* DIRECTIVE *
Rewrite the listing below, replacing every instance of "query term" with "search phrase" and leaving all other text unchanged.

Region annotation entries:
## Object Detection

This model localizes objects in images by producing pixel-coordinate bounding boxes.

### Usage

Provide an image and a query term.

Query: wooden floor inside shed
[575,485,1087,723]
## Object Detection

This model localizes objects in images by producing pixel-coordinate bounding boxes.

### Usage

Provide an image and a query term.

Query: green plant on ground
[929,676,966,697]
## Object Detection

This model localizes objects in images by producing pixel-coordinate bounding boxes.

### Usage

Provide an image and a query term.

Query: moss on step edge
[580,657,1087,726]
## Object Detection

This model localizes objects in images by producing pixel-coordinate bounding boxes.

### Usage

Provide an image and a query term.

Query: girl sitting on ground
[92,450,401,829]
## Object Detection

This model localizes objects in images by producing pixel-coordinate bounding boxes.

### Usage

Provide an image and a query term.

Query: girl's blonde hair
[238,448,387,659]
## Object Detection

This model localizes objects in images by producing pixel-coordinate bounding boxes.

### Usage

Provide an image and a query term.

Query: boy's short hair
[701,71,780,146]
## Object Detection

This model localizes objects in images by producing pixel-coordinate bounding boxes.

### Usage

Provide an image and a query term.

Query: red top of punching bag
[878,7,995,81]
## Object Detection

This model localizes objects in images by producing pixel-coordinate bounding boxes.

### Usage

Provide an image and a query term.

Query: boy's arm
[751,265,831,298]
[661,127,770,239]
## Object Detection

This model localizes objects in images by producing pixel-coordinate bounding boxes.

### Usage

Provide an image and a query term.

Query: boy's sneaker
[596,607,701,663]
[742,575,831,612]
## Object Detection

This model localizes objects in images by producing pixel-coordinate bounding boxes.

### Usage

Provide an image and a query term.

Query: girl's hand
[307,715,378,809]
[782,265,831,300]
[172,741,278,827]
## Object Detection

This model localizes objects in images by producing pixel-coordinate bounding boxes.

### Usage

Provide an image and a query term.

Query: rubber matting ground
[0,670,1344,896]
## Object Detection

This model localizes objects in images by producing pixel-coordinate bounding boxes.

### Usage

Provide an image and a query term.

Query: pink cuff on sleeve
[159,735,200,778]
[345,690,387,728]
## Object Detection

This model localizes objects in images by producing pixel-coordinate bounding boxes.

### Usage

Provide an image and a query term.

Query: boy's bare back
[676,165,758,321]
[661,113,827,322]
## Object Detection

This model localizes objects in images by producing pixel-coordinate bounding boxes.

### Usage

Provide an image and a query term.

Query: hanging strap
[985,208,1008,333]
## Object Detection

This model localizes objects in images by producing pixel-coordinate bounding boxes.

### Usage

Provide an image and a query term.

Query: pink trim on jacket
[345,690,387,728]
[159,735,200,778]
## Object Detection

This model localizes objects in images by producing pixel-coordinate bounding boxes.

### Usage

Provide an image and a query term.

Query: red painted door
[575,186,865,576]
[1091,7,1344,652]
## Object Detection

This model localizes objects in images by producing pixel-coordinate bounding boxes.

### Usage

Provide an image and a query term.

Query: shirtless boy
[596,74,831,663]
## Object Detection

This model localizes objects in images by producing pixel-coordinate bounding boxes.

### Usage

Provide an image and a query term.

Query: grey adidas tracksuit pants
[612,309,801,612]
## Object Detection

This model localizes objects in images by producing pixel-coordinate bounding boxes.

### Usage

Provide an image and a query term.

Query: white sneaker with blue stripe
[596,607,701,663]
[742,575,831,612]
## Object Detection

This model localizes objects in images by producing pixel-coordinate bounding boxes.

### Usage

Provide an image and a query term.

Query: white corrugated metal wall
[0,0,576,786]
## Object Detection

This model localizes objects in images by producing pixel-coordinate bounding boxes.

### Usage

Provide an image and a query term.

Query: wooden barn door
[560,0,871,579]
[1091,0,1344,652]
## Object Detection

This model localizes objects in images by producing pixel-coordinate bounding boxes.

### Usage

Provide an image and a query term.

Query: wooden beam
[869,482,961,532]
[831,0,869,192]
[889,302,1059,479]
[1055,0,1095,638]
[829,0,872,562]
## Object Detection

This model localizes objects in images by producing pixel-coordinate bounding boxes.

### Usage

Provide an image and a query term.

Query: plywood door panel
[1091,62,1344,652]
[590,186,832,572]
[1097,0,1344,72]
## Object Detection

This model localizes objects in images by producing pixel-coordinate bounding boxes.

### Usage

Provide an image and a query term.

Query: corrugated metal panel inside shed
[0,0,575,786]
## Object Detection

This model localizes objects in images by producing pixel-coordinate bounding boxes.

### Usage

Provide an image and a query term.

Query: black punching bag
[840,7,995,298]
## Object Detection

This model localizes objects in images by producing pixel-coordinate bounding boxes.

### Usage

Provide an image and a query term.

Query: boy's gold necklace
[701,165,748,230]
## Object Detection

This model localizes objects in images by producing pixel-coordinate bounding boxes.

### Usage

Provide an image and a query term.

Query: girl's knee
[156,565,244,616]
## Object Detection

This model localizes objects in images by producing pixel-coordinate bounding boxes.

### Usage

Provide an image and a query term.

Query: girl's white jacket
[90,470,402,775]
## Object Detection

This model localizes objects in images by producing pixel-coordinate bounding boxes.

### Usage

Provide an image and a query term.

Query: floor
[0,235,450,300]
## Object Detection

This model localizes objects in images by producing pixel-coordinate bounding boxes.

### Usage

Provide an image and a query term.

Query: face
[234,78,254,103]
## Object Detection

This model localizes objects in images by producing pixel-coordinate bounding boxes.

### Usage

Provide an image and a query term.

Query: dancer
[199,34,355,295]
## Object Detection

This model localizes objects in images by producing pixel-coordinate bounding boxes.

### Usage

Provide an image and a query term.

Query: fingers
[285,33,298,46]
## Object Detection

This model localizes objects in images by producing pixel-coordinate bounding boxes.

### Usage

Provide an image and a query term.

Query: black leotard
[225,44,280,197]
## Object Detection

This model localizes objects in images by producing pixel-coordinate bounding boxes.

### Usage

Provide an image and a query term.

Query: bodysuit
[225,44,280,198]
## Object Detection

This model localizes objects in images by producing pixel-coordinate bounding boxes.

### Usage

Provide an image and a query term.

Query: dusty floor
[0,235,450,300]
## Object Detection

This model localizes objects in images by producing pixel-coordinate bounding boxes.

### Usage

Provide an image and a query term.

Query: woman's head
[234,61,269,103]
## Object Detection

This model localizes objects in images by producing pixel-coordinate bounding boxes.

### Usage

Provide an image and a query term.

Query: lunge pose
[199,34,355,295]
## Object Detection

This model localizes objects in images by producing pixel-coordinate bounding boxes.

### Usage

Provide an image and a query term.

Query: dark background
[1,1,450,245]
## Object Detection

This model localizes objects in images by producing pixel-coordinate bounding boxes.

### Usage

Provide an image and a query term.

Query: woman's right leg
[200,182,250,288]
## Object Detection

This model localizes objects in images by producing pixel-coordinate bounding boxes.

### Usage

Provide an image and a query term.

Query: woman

* TASK RESULT *
## Object Detection

This model localizes objects in images by producing pixel-coordinate bounding boxes.

### Usage

Provide an image and a search phrase.

Query: wooden floor inside shed
[575,485,1087,723]
## Object Detection

This model localizes objects in images by producing pixel-coordinate bounding boxes.

### Usage

Provide an image and a search phrase.

Query: green plant on ground
[929,676,966,697]
## Object Detection

This model localizes objects in images by producing pixel-coordinate bounding boxes.

### Usage

Provide an image and a search phrase.

Query: moss on step edge
[580,657,1087,726]
## Object Detection

This model localizes objects in images by producing pixel-coordinate bounding boxes.

### Usage

Provide an image and a search phrase.

Query: girl sitting on ground
[92,450,401,829]
## Object Detection

This model localizes objects in images by producing pixel-coordinate bounding boxes.

### Usage

Provide an image and a search phrase.

Query: girl's blonde hair
[238,448,387,659]
## Object Detection

This model localizes objects in images by producing pixel-coordinate bounding boxes.

### Usage

Provide an image and a search phrase.

Query: boy's short hair
[701,71,780,146]
## Object Detection

This model localizes objects in images by producing pixel-coordinate bounding boxes.

### Usage

Provide an image and a search phrase.

Query: red top of punching bag
[878,7,995,81]
## Object Detection

This model localizes objects in images by producing pixel-coordinate bounding boxes.

### Usage

Provide an image and a search phrase.

Query: boy's arm
[751,265,831,298]
[661,127,770,239]
## Object Detection

This model localizes objects in images by producing pixel-coordinate bounding boxes.

### Usage

Provide an image and a search phrase.

Query: boy's sneaker
[596,607,701,663]
[742,575,831,612]
## Object Detection

This model localizes objects in images by producing pixel-coordinate bounding boxes.

### Usage

Provide an image and a search phrase.

Query: girl's hand
[307,715,378,809]
[782,265,831,300]
[172,741,278,827]
## Object Detection

This model localizes objects in images by producing pixel-coordinate bounding boxes.

### Usage

Provide an image and a search phrase.

Query: rubber matting ground
[0,670,1344,896]
## Object Detection

This model localizes objects in images by producing pixel-coordinate bounding boxes.

### Usage

Provide an image and a search phrase.

Query: pink cuff on sleeve
[159,735,200,778]
[345,690,387,728]
## Object Detection

This model localizes objects in images by producing pixel-coordinate bounding boxes.

### Usage

Provide an image and a search phrase.

Query: boy's bare back
[676,165,758,321]
[661,113,827,322]
## Object Detection

This model localizes objects in images by producing pixel-coordinate bounding boxes.

### Usage

Provide an image and a search phrase.

Query: hanging strap
[985,208,1008,333]
## Object Detection

This model localizes objects in images by producing pixel-coordinate bounding boxes.

### Usage

Provide an image and a search phrase.

Query: pink trim on jacket
[345,690,387,728]
[159,735,200,778]
## Object Detection

This model localizes objects in images by producing pixel-coordinate bounding boxes.

### Usage

Provide an image and a search phrase.

Query: red painted door
[575,186,865,576]
[1091,7,1344,652]
## Object Detection

This model localizes objects in images by producing pixel-coordinate bounding boxes.

### Usage

Provide an image and a search phrase.

Query: shirtless boy
[596,74,831,663]
## Object Detection

This model localizes objects in images by producing pixel-coordinate bounding boxes.

### Usage

Provide an image and a search phrase.

Query: grey adidas tracksuit pants
[612,309,801,612]
## Object Detection

This model localizes objects in images by producing pixel-coordinate bounding boxes.

### Usage

Provide an image and a search phrase.

Query: white sneaker with blue stripe
[596,607,701,663]
[742,575,831,612]
## Object Detection

This model localizes objects in images by producing pixel-coordinate bounding boxes.

### Usage

Provide an image and a search phrase.

Query: white corrugated metal wall
[0,0,576,786]
## Object Detection

This model localizes objects in images by producing pixel-coordinate bounding boxes.

### Usage

Provide an image and a search phrase.

Query: wooden barn door
[560,0,871,579]
[1091,0,1344,652]
## Object Detection

This model localizes objects in images by producing pixel-coordinate bounding boxes.

### Usage

Provide an image and a search phrase.

Query: wooden beam
[869,482,961,532]
[831,0,869,192]
[889,302,1059,479]
[1055,0,1095,638]
[829,0,872,562]
## Object Detection

This model localizes objects in images by producing pixel-coordinate bounding boxes.

### Usage

Provide an image and a search phrase.

Query: plywood door panel
[1091,62,1344,652]
[590,186,832,572]
[1097,0,1344,72]
## Object Detection

This model localizes objects in images by producing pixel-coordinate bounding boxes.

### Usage

Provide an image and a search phrase.

Query: corrugated metal panel inside shed
[0,0,575,786]
## Object Detection

This model localizes objects in images by producing pixel-coordinate bounding boxes.

### Usage

Provide an image and a search phrase.

Query: black punching bag
[840,7,995,298]
## Object Detection

This model localizes objects in images by producing pixel-coordinate bounding boxes.

### Usage

Provide an image and a search phrase.

Query: boy's gold necklace
[701,165,748,230]
## Object Detection

This model localizes objects in images by producing pixel-coordinate bounding boxes.

### Usage

Provide an image and a search phrase.

Query: girl's knee
[156,565,244,616]
## Object Detection

This model localizes objects in images by producing pixel-coordinate bounding boxes.

### Usage

Provide an image and a search phrase.

Query: girl's white jacket
[90,470,402,775]
## Object Detection

This model localizes objects in images by producing pixel-coordinate bounding boxes.

### Usage

Provide an image and a search phrase.

Query: floor
[0,235,450,300]
## Object Detection

This model localizes objects in images by producing pixel-coordinate bounding boxes.

### Usage

Provide an image and a search phrase.

Query: face
[234,78,254,103]
## Object Detection

This model localizes objects in images by producing pixel-coordinate bounding boxes.

### Usage

Provide an image and a search phrase.

Query: dancer
[199,34,355,295]
## Object Detection

This model localizes objects in images by producing pixel-coordinate bounding boxes.

### Usage

Provide an image and a search phrase.

Query: fingers
[285,33,298,46]
## Object Detection

This model localizes objects in images by producing pixel-coordinate bounding boxes.

### Usage

Provide an image and a search phrase.

Query: black leotard
[225,44,280,197]
## Object Detection

This model localizes objects in images by producing pixel-coordinate bounding boxes.

### Usage

Provide an image and a search phrase.

Query: bodysuit
[225,44,280,198]
## Object Detection

This model localizes objects in images by producing pixel-coordinate bounding boxes.

### Usage

Provide an image and a search phrase.

Query: dusty floor
[0,235,450,300]
## Object Detection

This model localizes objects in images by producing pixel-coordinate bounding boxes.

### Usage

Provide an image and a search phrase.

Query: woman's head
[234,61,269,103]
## Object Detection

This model localizes objects in images by producing pixel-coordinate bounding boxes.

### Usage

Provide an image and a search phrase.

Query: lunge pose
[199,34,355,295]
## Object Detection

This model localizes objects in images by producing pixel-coordinate bounding boxes.

### Usage

Provide an image and a search phrase.

Query: dark background
[1,1,450,245]
## Object Detection

This model localizes objects in images by producing pixel-coordinate bounding boxes.

### Usage

Provide an image and a search phrase.

Query: woman's right leg
[200,182,250,288]
## Object Detection

This model localizes objects in images by producing pixel-coordinate bounding boxes.

### Usage

Provide an image and a search phrase.

Query: woman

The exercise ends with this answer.